[Opening Document passage section]

2011 – Test a hypothesis

January 3, 2011 at 4:00 pm | Posted in Blogroll, Out of my mind, Systems Health, Systems Thinking | Leave a comment

Recently I read somewhere that scientific method is all about making a hypothesis and verifying it with actual observations. If it gets supported by reality then it is likely to be useful; if not it can always be modified or dropped. I like the tentativeness of this approach and would try it with a hypothesis to explore during the New Year.

Scientific method starts with asking a question, making a hypothesis and verifying it with observations / measurements. My motivation for such an exploration is the New Year resolution I made for 2011 and shared here, which was, “work to increase the energy flow in the systems I identify with”. The assumption was that it can be done by identifying and removing the bottlenecks which restrict smooth energy flow through the system. A side effect of such bottlenecks is creation of toxins in pockets where there is stagnation and such toxins would seriously affect the health of the system.

So first the question,
What are the factors that create bottlenecks in a system and hinder smooth flow of energy and what are their symptoms?

There is a beautiful and thought provoking book “Buddhism without beliefs” by Stephen Batchelor where he states that “Lines are drawn in mind; there are no lines in nature” He further expands on this as “(Everything that we see) emerges from a matrix of conditions and in turn becomes part of another matrix of conditions from which something else emerges. Everything that happens emerges out of what precedes it. Everything we do now becomes a condition for what is possible later. Whatever emerges in this way is devoid of an intrinsic identity: in other words, things are empty. And so is each of us. There is no essential me that exist apart from this unique configuration of biological and cultural processes.”

[Closing Document passage section]
[Opening Data provided section]

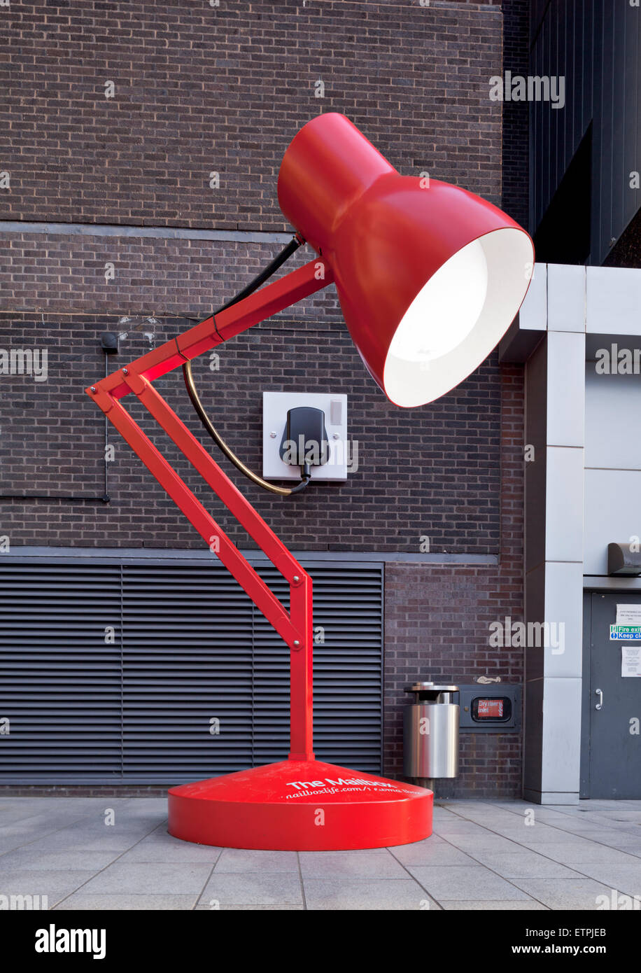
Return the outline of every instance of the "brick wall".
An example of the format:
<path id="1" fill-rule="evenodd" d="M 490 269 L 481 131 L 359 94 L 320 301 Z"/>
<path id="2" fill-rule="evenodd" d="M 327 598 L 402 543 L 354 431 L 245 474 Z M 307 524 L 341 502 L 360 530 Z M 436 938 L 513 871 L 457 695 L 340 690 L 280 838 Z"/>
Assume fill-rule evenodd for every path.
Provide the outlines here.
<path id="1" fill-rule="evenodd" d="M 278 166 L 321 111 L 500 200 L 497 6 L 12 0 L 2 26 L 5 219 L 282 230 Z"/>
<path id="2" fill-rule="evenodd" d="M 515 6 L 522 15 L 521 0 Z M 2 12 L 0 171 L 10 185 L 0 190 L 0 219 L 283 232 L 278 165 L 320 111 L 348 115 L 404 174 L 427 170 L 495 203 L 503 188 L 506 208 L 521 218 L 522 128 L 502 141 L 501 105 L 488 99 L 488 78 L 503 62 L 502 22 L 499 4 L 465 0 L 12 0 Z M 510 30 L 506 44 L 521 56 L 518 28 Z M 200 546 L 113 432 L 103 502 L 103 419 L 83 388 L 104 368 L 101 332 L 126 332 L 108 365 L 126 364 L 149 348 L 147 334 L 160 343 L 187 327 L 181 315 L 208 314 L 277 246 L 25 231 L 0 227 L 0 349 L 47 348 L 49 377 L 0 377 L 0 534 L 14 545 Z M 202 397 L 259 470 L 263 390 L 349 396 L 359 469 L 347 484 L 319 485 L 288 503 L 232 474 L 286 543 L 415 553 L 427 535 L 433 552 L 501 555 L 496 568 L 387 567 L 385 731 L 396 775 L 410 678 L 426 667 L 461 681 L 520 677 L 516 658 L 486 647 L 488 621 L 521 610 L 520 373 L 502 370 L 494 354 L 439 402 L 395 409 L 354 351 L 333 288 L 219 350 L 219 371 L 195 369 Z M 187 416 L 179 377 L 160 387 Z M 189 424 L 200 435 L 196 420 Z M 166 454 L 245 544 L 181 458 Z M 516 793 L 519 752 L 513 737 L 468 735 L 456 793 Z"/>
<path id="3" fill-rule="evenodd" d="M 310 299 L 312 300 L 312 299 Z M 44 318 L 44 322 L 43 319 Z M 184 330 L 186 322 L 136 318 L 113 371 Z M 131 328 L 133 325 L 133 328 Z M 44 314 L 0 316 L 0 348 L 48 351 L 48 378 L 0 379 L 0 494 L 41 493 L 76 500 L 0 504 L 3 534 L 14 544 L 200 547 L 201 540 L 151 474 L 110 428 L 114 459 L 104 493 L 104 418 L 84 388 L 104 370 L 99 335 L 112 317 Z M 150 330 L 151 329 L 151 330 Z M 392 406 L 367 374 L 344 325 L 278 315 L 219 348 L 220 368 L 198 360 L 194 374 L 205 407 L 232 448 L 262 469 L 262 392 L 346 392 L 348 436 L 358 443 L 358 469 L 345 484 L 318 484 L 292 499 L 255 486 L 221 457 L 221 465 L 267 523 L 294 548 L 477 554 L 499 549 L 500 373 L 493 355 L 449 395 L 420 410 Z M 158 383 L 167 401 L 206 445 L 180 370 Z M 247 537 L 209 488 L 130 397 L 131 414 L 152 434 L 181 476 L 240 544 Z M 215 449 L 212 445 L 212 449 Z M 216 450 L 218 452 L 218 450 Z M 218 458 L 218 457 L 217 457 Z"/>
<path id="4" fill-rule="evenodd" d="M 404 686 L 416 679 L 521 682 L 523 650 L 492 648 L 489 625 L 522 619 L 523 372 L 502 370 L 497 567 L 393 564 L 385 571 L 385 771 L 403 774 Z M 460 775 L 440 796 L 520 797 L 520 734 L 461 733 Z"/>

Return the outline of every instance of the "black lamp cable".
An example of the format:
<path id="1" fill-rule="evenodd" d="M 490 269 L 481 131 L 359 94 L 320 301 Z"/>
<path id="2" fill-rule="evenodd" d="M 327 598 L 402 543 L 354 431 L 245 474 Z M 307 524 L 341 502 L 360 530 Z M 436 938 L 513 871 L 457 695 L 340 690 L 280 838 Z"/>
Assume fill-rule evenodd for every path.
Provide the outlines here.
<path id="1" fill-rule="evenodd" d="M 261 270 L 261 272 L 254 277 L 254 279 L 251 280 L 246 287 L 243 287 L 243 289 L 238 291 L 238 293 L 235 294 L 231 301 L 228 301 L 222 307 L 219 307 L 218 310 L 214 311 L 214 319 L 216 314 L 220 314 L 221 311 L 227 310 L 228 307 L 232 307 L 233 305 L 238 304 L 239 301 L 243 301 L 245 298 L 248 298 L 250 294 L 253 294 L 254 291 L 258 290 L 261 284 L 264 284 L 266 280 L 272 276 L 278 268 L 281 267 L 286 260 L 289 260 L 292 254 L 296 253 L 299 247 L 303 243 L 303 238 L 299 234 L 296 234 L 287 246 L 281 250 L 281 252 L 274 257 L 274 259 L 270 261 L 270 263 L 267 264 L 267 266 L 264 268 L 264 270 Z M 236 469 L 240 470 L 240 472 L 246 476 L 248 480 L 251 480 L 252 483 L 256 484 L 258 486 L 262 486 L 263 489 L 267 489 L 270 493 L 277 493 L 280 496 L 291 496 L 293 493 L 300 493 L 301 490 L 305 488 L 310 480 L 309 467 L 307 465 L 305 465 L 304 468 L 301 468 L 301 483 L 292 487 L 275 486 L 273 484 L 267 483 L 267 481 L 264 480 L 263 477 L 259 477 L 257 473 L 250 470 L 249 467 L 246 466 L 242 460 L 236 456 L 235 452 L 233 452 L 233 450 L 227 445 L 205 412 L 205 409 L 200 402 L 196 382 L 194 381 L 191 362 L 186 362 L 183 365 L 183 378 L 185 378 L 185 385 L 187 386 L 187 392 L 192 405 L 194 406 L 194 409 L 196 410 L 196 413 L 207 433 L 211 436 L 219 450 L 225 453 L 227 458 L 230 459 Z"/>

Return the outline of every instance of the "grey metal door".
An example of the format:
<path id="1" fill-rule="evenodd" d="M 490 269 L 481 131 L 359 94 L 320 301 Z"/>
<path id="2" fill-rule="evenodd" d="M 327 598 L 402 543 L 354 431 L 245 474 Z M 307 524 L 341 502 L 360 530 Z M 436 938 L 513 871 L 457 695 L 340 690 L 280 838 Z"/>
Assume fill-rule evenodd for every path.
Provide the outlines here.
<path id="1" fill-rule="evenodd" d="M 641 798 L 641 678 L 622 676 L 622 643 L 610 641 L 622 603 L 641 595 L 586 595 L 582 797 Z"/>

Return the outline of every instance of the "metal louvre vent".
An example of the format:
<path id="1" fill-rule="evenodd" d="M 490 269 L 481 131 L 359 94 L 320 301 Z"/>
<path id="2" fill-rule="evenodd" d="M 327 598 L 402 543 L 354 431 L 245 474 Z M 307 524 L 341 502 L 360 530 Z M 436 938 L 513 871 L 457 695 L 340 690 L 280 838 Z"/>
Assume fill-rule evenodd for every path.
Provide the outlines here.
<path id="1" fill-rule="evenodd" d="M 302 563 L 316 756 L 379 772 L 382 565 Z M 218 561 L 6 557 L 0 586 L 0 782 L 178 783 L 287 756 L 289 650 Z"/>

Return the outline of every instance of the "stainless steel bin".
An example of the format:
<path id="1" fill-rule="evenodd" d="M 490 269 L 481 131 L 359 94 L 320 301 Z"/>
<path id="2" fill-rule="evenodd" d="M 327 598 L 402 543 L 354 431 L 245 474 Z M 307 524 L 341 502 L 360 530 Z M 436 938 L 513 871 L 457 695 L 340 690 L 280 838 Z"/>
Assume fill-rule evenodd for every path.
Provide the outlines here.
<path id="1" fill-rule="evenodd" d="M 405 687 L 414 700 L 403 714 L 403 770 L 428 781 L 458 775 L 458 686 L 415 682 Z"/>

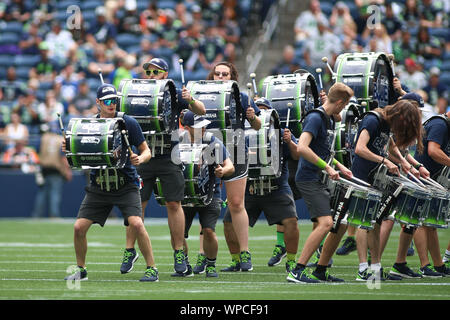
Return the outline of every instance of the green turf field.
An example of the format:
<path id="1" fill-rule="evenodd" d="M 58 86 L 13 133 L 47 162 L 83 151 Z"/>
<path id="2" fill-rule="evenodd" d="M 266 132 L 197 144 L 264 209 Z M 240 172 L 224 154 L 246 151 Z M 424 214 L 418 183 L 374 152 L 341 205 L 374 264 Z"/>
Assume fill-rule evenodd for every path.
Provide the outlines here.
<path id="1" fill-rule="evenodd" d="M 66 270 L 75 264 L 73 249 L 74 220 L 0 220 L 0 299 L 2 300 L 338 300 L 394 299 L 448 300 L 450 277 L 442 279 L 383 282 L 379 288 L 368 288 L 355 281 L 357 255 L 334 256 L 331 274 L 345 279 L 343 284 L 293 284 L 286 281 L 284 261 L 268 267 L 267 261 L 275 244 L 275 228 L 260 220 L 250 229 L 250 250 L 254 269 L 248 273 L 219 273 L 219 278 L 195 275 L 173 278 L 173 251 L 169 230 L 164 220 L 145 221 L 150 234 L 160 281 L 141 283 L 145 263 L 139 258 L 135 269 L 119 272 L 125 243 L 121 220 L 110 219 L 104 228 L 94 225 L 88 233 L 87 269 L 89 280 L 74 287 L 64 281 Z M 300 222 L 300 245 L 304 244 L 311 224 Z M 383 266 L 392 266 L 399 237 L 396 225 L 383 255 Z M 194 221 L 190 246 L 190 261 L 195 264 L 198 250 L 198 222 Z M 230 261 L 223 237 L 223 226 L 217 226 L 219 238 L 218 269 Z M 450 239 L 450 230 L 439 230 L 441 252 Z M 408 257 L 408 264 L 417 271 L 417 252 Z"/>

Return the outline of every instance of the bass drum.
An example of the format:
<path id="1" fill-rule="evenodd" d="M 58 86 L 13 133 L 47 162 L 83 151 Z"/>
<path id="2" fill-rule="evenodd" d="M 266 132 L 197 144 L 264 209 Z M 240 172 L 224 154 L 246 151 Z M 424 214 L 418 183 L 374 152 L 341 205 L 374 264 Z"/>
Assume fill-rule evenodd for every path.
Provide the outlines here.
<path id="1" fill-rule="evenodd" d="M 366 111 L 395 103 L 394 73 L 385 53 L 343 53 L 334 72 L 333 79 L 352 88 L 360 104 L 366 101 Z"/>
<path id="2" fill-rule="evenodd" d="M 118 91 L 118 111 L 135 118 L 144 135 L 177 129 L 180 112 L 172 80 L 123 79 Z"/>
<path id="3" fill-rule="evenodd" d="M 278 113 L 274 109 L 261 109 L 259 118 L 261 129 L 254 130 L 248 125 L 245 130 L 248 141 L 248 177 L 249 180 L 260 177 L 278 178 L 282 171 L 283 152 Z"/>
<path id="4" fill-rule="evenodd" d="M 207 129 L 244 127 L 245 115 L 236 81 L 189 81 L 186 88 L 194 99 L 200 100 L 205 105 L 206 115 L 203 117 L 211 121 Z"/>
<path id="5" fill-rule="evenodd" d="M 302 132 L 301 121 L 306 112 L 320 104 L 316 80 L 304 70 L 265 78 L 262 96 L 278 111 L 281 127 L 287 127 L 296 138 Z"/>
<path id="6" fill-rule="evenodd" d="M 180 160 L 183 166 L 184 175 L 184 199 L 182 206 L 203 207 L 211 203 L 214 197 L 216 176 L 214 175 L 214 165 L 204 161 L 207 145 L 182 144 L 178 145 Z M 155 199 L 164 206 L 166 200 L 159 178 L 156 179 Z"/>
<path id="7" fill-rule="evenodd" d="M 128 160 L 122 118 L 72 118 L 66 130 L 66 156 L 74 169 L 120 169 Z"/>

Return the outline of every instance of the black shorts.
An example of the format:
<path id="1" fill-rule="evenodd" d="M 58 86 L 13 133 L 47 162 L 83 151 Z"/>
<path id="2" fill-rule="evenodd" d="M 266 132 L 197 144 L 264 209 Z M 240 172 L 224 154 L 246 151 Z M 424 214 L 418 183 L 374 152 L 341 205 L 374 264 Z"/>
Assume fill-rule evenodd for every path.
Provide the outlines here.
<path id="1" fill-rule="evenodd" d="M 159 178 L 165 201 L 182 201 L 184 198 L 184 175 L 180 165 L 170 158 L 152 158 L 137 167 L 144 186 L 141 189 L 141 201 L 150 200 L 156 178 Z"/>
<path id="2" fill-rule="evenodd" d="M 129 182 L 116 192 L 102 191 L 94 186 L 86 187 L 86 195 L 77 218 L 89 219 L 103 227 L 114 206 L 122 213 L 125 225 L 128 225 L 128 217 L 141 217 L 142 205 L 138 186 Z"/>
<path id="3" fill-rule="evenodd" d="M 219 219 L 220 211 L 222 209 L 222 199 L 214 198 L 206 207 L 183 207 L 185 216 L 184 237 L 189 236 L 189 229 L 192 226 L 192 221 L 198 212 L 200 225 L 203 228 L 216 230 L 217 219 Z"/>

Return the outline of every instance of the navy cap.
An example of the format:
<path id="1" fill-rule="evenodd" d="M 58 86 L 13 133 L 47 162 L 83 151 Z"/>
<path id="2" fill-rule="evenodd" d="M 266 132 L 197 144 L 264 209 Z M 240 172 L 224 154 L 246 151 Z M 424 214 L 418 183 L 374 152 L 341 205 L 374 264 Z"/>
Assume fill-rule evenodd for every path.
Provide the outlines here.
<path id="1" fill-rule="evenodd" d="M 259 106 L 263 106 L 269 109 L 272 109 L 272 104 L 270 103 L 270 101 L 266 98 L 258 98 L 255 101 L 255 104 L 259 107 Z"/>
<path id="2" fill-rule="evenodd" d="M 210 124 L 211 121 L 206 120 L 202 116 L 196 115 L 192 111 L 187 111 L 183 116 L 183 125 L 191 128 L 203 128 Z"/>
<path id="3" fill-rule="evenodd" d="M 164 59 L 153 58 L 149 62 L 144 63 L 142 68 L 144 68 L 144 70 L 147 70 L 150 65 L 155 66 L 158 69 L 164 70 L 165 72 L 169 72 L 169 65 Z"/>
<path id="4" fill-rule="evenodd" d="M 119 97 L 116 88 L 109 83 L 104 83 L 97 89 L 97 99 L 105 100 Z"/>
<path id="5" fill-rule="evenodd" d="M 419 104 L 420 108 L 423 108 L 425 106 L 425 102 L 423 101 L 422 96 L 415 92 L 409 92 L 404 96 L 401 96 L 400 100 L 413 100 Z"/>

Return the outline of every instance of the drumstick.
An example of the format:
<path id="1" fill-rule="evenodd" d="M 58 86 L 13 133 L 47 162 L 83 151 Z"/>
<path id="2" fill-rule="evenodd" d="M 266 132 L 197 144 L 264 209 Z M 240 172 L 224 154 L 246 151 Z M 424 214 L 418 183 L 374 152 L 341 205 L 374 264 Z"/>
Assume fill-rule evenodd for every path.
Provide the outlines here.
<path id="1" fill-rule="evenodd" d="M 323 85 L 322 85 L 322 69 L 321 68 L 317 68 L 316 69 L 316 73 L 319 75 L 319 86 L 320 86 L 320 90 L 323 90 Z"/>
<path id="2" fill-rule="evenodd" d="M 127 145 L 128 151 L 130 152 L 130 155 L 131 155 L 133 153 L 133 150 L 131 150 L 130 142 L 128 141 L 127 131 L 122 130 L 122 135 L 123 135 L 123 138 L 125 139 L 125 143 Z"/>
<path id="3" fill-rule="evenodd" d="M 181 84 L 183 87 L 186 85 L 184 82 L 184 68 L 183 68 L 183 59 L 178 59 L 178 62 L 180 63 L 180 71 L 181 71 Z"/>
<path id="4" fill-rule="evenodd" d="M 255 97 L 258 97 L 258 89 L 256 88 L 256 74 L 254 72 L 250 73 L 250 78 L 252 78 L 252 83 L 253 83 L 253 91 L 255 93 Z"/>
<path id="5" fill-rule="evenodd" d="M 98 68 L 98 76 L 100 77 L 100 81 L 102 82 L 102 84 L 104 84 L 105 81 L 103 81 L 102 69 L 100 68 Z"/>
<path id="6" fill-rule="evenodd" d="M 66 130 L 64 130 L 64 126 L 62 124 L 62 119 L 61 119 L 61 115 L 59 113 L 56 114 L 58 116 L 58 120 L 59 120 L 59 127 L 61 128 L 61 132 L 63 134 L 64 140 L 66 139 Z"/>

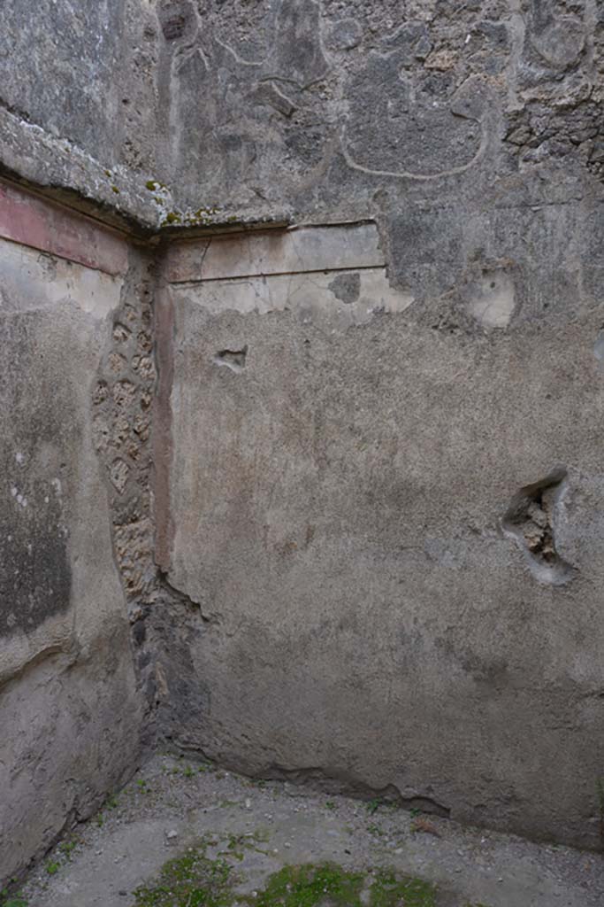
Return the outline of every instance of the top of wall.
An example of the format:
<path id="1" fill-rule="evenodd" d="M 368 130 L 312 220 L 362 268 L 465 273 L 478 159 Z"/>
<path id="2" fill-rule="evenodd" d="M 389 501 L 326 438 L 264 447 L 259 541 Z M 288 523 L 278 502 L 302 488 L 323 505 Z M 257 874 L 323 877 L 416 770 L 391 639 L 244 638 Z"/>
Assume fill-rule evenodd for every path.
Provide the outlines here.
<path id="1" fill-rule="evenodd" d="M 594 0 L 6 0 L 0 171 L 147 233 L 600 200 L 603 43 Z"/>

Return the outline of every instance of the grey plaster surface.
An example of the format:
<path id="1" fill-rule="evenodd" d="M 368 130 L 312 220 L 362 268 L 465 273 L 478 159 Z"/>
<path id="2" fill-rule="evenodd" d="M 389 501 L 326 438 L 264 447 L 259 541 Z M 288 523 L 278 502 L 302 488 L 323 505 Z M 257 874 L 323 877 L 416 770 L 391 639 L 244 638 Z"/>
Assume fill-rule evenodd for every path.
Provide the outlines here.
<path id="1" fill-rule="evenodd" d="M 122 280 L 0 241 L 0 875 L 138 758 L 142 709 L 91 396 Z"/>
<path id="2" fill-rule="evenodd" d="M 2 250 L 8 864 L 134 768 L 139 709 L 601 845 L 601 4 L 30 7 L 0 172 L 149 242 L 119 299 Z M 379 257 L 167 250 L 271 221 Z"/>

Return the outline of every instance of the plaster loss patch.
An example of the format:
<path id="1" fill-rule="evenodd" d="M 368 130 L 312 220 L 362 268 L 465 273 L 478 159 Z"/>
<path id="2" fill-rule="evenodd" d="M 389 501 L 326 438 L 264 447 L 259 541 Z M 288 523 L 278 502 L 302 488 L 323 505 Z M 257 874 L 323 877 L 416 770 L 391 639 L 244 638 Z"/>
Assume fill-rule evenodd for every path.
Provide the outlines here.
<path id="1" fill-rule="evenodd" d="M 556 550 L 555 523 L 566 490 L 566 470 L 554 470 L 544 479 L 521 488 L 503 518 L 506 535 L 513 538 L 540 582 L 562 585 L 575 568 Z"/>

[Closing Data provided section]

Work request A: Reproduce the passage from the blog post on testing a hypothesis, starting with "Scientific method starts" and going on through "of the system.".
Work request B: In the blog post on testing a hypothesis, what New Year resolution did the writer make for 2011?
Work request C: Write the next part of the blog post on testing a hypothesis, picking up after its final sentence.

Response A:
Scientific method starts with asking a question, making a hypothesis and verifying it with observations / measurements. My motivation for such an exploration is the New Year resolution I made for 2011 and shared here, which was, “work to increase the energy flow in the systems I identify with”. The assumption was that it can be done by identifying and removing the bottlenecks which restrict smooth energy flow through the system. A side effect of such bottlenecks is creation of toxins in pockets where there is stagnation and such toxins would seriously affect the health of the system.

Response B: To "work to increase the energy flow in the systems I identify with."

Response C:
Inspired by this insight my hypothesis is,
The nature provides for unlimited nameless interactions in a matrix of cause-effect relationships. But as human beings we need a shared language for communication which is based on names or identities. Once we give names, we need definitions to clarify what it means and what it does not. This starts creating boundaries around the named systems. Even though we build a shared language, each of us may have a different interpretation of what the system by that name means. We also may perceive different boundaries for it. Thus for any system, its identity and its boundaries are a result of our collective psyche.

For a given system, different systems from its ecosystem may relate to it at different levels. Some may be just observers with no intervention; some may interact from outside but not participate; others identify with and participate in it. The level determines the extent of bonding. Higher the bonding more is the expectation from the system to behave in a certain way.

Since the identity of a system is created by the collective psyche of the ecosystem, the collective strength of expectations determine the forces which try to preserve / protect the identity of the system (let’s call these P-forces). But the system also has an inherent impulse to return to its natural state by transforming / transcending itself (let’s call them T-forces).

The P-forces give it the stability / predictability but too much of it tends to lose its touch with reality. This leads to attachment, ignorance & inertia which act as bottlenecks to the free flow of energy. On the other hand, T-forces give it agility and make it responsive to dynamics of the reality, but too much of it also makes it unstable / unpredictable. This is not liked by the ecosystem which tries to resist and create pressure & hindrances which act as bottlenecks. Therefore, a right balance between P & T forces is very essential to avoid the bottlenecks & toxins and to keep the system healthy.

Giving identity to the systems and creating boundaries around it for effective communication through a shared language is a limitation of human mind. The nature promises unlimited potential to tap the tremendous energy available, if only we can successfully manage to let the systems we deal with, by carefully releasing our grip on them and let them progressively go back to their natural potential. The concept of “Structured freedom” can be very useful which is about providing right structures so that the system can maturely enjoy its freedom, while at the same time protecting the interests of the ecosystem.

This hypothesis has some similarities with Yin-Yang system from Chinese philosophy. Both consider interaction and balance of opposing forces and see its effect on the energy flow (chi in yin-yang system). But there are major differences in terms of the opposing characteristics considered. As per Wikipedia, Yin is characterized as slow, soft, yielding, diffuse, cold, wet, and passive. Yang, by contrast, is fast, hard, solid, focused, hot, dry, and aggressive. In my hypothesis, I am considering the P-forces & T-forces as the opposing & balancing elements.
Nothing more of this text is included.